§ ACTION ITEM
The required answer is an exact copy of every entry underneath.

§ DATA FOR THIS TASK
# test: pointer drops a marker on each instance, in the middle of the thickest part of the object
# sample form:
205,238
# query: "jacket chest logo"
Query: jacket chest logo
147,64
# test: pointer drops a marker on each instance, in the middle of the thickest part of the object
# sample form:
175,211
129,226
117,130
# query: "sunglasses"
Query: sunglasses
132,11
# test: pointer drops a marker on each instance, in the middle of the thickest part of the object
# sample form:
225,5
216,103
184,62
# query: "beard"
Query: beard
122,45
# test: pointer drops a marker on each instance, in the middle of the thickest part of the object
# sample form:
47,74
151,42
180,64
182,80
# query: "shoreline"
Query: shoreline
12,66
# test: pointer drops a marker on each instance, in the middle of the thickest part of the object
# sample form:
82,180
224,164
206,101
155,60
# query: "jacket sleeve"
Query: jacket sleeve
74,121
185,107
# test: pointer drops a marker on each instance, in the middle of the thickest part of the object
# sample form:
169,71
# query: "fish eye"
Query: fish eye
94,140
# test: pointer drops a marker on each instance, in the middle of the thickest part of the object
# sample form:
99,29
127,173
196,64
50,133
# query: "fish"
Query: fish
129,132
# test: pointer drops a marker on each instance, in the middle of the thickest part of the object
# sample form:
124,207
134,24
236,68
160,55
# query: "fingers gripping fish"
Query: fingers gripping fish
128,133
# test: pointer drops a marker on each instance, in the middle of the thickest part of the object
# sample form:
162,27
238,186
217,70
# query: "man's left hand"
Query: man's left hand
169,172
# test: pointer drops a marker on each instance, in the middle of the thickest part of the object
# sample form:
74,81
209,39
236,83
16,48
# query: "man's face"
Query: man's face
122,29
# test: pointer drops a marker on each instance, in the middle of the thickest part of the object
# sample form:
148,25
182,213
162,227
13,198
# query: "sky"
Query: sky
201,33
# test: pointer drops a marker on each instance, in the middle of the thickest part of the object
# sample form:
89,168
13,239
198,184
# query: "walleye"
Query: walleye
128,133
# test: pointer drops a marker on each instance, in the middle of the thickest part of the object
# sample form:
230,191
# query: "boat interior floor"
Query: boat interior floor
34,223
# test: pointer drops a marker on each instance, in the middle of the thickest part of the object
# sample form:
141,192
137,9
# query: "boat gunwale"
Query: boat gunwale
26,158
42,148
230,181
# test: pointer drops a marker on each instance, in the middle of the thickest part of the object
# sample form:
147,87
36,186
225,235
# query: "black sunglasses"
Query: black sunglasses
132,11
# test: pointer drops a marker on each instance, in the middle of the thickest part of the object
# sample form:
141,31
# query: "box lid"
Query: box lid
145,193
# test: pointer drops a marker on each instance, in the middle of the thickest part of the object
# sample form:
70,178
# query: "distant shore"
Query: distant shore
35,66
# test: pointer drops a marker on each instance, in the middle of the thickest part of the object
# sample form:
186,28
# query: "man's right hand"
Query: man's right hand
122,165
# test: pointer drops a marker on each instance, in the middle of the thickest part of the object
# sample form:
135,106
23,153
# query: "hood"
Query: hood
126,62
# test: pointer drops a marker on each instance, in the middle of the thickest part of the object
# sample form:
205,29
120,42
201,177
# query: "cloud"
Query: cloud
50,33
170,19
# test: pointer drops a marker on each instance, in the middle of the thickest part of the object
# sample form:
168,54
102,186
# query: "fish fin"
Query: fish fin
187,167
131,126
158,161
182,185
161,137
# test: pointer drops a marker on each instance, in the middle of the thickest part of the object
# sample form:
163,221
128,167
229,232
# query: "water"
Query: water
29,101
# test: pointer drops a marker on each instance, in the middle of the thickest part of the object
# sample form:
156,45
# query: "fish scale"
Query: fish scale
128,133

§ RESPONSE BOX
# test: pointer drops a marker on each instance, in the middle of the thickest part of the object
# sample form:
205,238
# query: "jacket chest logo"
Query: jacket chest logo
147,64
# test: pointer drops a marker on each instance, in the middle of the thickest part of the object
# sample form:
175,211
129,226
117,130
# query: "sunglasses"
Query: sunglasses
132,11
# test: pointer drops a marker on each instance, in the middle of the thickest part of the object
# sample form:
225,5
216,103
184,62
# query: "beard"
Query: beard
122,45
# test: pointer drops a marker on each instance, in the middle of the thickest part of the object
# sample form:
47,74
151,42
180,64
182,80
# query: "shoreline"
Query: shoreline
12,66
# test: pointer drops a marker on each instance, in the middle of the thickest part of the object
# sample form:
82,180
224,164
206,101
155,60
# query: "jacket sleeve"
Query: jacket sleeve
74,121
185,107
# test: pointer drops a marker on each instance, in the middle of the thickest part of the object
# sample form:
169,71
# query: "fish eye"
Query: fish eye
94,140
# test: pointer drops a marker on each instance, in the middle of the thickest part of the object
# sample form:
99,29
127,173
196,64
50,133
# query: "fish"
Query: fish
129,132
# test: pointer drops a marker on each instance, in the middle of the thickest part of the object
# sample form:
124,207
134,24
236,68
160,55
# query: "fingers gripping fish"
Query: fingers gripping fish
128,133
# test: pointer drops a marker on each instance, in the middle of the thickest part of the object
# sample form:
162,27
238,186
217,70
# query: "man's left hand"
Query: man's left hand
169,172
# test: pointer drops a marker on each instance, in the middle of the thickest part of the object
# sample form:
74,81
209,39
236,83
16,48
# query: "man's face"
Query: man's face
122,29
# test: pointer drops a marker on each instance, in the middle of the thickest part of the object
# sample form:
148,25
182,213
162,227
13,198
# query: "sky"
Query: sky
201,33
# test: pointer drops a marker on each instance, in the middle of the thickest part of the object
# sample form:
89,168
13,239
198,184
# query: "walleye"
Query: walleye
128,133
# test: pointer drops a marker on each instance, in the middle of the thickest part of the object
# sample form:
230,191
# query: "boat interior floor"
Query: boat interior floor
34,223
# test: pointer drops a marker on each instance, in the middle of the thickest part of the object
# sample form:
141,192
137,9
# query: "boat gunwale"
Query: boat gunwale
26,158
42,148
230,181
# test: pointer drops a marker on each instance, in the middle of the thickest part of the object
# sample form:
147,87
36,186
225,235
# query: "black sunglasses"
Query: black sunglasses
132,11
# test: pointer drops a marker on each instance, in the middle of the thickest part of the object
# sample form:
141,31
# query: "box lid"
Query: box lid
145,193
# test: pointer drops a marker on each instance, in the middle of the thickest part of the object
# sample form:
70,178
# query: "distant shore"
Query: distant shore
35,66
# test: pointer drops a marker on each instance, in the middle of the thickest part of the object
# sample form:
186,28
# query: "man's right hand"
Query: man's right hand
122,165
# test: pointer drops a marker on each instance, in the middle of the thickest part of the object
# sample form:
135,106
23,153
# query: "hood"
Query: hood
126,62
# test: pointer drops a marker on each instance, in the middle of the thickest part of the object
# sample form:
205,29
120,42
201,177
# query: "cloud"
Query: cloud
50,33
170,19
# test: pointer drops a marker on each instance, in the middle of the thickest part of the object
# sample form:
168,54
102,186
# query: "fish fin"
Query: fish fin
187,167
131,126
158,161
182,185
161,137
# test: pointer drops a marker on each instance, in the middle of the thickest part of the object
# sample form:
163,221
128,167
229,232
# query: "water"
Query: water
29,101
# test: pointer drops a marker on each instance, in the middle of the thickest part of the object
# sample form:
156,45
# query: "fish scale"
Query: fish scale
128,133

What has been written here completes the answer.